Starting at the first line of the items and ending at the line containing "x=214, y=187", change every "indicate" to "mark". Write out those lines again with nothing else altered.

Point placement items
::::::::::
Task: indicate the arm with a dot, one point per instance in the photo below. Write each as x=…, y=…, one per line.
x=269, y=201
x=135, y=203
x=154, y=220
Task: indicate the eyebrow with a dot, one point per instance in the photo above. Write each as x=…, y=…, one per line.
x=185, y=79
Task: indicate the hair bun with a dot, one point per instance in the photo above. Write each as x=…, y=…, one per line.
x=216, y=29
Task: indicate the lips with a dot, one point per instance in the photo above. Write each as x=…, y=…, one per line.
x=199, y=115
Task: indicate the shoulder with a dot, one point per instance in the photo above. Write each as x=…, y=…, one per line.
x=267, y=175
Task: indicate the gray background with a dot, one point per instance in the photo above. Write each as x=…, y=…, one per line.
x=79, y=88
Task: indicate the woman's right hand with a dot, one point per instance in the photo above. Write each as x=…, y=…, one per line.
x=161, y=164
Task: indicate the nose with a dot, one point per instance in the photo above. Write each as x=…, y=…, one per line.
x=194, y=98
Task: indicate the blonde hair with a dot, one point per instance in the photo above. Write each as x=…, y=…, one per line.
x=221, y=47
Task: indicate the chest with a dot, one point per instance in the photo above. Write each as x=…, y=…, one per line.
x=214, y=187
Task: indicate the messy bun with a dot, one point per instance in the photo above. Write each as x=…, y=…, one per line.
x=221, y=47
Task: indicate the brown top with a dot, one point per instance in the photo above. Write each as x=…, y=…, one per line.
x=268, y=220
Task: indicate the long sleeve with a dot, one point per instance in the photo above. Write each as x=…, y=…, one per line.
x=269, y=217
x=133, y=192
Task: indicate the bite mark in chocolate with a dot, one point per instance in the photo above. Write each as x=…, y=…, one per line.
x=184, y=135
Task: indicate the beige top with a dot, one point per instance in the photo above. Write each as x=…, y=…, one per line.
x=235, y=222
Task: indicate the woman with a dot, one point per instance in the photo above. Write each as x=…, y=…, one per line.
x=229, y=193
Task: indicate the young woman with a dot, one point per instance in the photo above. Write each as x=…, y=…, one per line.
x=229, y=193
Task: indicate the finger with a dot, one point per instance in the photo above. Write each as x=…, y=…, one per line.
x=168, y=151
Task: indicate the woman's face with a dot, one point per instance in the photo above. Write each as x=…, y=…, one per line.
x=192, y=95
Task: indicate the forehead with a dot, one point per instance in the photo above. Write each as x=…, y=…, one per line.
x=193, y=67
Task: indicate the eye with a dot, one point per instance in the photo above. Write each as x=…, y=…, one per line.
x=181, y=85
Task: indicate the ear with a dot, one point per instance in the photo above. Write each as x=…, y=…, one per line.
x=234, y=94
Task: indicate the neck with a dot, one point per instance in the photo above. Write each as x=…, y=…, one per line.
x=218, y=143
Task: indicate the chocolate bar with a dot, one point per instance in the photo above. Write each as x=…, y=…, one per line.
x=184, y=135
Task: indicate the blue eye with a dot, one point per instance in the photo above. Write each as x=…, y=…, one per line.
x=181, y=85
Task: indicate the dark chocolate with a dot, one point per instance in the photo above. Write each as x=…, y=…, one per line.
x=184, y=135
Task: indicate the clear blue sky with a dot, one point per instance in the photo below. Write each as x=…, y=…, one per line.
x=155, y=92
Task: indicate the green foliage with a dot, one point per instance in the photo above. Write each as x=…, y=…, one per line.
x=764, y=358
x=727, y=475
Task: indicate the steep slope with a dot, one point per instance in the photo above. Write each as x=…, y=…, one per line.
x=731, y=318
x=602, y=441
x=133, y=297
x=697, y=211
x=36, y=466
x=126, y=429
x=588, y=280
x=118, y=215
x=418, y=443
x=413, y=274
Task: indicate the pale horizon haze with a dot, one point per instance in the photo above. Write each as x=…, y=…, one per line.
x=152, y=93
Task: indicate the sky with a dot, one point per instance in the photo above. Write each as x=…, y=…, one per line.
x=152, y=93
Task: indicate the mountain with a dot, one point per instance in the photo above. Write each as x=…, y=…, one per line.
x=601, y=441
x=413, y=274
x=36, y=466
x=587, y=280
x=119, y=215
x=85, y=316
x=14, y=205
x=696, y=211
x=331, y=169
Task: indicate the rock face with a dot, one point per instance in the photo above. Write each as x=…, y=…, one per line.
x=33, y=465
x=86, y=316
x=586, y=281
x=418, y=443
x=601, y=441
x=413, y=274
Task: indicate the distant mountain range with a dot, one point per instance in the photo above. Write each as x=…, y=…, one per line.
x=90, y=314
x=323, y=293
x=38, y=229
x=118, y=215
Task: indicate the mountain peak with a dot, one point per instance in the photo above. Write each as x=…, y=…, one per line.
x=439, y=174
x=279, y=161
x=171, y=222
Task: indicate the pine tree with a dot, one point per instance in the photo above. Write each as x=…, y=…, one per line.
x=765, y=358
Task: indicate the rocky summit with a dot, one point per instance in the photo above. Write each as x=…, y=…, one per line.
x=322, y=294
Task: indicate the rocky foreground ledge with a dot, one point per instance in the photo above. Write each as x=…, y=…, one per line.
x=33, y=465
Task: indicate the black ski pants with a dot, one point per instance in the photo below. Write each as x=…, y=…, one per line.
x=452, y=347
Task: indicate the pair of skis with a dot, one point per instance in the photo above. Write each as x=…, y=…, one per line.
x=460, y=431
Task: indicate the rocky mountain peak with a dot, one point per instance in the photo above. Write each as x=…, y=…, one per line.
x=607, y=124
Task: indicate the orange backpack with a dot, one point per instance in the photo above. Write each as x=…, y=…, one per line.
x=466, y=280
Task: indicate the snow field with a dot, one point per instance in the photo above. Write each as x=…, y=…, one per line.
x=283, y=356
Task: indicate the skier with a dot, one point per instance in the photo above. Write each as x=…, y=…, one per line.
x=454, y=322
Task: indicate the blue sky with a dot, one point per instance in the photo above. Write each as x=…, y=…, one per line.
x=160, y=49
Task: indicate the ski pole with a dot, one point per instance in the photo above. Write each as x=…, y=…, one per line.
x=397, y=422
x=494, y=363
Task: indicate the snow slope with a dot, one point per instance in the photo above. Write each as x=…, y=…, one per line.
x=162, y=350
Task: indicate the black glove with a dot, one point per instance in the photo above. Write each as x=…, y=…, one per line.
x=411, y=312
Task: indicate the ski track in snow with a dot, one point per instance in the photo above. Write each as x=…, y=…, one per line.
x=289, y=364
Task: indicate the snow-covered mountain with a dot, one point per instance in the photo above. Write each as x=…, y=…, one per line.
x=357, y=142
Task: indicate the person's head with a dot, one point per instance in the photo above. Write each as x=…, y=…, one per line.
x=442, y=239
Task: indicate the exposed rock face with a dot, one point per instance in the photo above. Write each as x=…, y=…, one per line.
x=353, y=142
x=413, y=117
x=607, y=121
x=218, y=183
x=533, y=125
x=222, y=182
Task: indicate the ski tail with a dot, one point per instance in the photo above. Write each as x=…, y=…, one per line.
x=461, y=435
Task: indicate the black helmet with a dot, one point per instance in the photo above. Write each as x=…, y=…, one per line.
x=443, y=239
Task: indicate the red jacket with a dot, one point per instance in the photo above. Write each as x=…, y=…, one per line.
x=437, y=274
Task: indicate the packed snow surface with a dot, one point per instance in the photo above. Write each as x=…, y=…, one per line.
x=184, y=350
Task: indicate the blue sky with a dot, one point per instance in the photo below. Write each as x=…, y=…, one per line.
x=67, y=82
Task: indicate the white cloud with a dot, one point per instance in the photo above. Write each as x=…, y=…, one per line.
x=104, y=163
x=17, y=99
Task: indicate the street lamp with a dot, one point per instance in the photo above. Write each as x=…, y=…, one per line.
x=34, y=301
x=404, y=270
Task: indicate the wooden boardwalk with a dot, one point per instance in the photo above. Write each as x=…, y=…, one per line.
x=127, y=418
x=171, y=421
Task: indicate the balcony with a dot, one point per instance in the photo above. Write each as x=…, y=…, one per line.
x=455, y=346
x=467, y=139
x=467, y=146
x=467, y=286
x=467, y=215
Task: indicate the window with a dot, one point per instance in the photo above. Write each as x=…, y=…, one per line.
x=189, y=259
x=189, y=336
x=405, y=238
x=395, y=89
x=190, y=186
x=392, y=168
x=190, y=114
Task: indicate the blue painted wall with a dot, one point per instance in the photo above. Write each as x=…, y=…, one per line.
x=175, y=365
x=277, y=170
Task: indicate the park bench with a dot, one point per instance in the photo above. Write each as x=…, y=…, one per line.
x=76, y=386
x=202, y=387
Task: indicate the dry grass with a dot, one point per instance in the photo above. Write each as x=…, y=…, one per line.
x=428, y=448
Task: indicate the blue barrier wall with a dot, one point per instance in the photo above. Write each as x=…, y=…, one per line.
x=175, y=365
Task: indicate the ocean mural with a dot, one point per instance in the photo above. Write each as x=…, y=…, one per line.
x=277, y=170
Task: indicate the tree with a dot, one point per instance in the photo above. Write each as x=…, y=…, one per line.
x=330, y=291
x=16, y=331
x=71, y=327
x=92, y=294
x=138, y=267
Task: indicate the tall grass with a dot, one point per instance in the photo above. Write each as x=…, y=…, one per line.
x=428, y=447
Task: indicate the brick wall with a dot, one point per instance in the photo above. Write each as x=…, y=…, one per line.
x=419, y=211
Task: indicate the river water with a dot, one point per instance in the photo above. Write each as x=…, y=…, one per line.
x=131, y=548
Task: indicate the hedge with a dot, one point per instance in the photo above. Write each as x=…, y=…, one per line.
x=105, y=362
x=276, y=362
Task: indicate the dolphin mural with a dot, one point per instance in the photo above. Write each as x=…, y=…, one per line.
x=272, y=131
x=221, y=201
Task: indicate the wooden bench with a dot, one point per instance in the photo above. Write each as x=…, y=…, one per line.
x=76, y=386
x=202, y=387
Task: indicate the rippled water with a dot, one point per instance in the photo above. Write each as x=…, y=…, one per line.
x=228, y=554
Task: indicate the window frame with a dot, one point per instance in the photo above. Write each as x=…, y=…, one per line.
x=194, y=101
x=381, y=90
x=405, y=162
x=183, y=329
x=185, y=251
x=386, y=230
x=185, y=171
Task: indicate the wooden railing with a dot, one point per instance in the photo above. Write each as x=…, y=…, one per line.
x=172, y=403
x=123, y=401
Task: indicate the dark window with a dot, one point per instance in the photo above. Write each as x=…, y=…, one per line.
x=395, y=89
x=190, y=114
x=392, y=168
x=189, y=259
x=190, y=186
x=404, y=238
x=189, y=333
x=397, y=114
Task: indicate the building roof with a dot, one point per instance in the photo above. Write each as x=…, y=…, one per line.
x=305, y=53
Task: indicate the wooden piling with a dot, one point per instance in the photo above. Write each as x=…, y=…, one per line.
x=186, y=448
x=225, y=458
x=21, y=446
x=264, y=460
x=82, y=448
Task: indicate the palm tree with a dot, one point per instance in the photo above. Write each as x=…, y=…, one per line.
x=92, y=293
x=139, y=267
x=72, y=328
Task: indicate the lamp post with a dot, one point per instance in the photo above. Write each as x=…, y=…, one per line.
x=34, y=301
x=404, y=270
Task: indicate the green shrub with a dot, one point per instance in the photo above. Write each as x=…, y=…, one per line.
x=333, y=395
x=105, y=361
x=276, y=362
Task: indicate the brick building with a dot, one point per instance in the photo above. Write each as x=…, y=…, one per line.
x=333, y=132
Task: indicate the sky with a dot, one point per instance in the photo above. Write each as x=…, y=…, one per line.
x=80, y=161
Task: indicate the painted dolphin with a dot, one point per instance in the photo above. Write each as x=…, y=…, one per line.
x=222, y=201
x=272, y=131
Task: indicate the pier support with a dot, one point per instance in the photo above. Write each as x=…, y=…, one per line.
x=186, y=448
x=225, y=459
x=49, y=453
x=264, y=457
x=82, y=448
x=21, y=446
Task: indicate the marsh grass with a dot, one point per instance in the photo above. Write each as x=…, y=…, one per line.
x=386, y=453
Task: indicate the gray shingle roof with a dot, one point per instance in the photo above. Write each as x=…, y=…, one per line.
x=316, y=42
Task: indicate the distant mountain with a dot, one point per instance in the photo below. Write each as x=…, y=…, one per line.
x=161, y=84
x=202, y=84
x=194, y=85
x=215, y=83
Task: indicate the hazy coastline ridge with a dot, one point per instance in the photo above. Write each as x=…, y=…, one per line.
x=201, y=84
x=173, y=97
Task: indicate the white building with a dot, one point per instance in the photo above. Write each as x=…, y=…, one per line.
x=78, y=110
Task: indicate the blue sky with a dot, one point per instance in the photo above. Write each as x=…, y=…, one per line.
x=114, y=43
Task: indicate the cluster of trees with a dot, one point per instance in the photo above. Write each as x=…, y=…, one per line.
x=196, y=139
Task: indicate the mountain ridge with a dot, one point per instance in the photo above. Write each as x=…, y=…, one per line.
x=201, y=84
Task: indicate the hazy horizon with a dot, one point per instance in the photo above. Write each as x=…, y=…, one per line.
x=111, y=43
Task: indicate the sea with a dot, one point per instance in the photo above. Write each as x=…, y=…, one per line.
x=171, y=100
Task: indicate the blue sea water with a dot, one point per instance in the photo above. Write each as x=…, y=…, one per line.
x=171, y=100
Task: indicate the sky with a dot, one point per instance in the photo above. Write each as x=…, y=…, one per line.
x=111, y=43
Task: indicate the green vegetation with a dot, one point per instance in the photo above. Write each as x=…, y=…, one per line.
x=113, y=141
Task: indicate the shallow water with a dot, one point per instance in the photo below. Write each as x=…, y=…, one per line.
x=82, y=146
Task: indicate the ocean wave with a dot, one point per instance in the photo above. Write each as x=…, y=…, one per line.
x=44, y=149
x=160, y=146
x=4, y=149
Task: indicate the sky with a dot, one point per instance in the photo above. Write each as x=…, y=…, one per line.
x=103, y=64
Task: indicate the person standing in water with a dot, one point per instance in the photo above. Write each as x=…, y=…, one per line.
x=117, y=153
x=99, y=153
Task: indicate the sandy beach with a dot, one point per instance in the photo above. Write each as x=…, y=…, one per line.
::::::::::
• [Problem solution]:
Task: mark the arm with a dot, one point per instance in the photo below. Write each as x=…, y=…, one per line.
x=269, y=201
x=135, y=203
x=154, y=220
Task: mark the eyebrow with a dot, one point per instance in the photo above. Write each as x=…, y=…, one per line.
x=185, y=79
Task: mark the hair bun with a dot, one point per instance in the photo above. Write each as x=…, y=…, one per line.
x=216, y=29
Task: mark the lips with a dot, one point per instance in the photo above. Write each as x=…, y=…, one per line.
x=199, y=115
Task: mark the shoulder with a dot, one point per instance in the photo above. Write each as x=…, y=…, one per line.
x=267, y=175
Task: mark the gray background with a dot, one point per instance in the photo above. Write each as x=…, y=…, one per line.
x=79, y=88
Task: mark the woman's right hand with a dot, one point per instance in the photo above. Write each as x=…, y=…, one per line.
x=161, y=164
Task: mark the nose with a dot, one point per instance in the photo above. Write each as x=…, y=…, one per line.
x=194, y=98
Task: mark the blonde hair with a dot, one point per instance in the photo above. Write each as x=…, y=…, one per line.
x=221, y=47
Task: mark the chest with a dot, one point per instance in the photo above. Write each as x=…, y=…, one per line.
x=214, y=187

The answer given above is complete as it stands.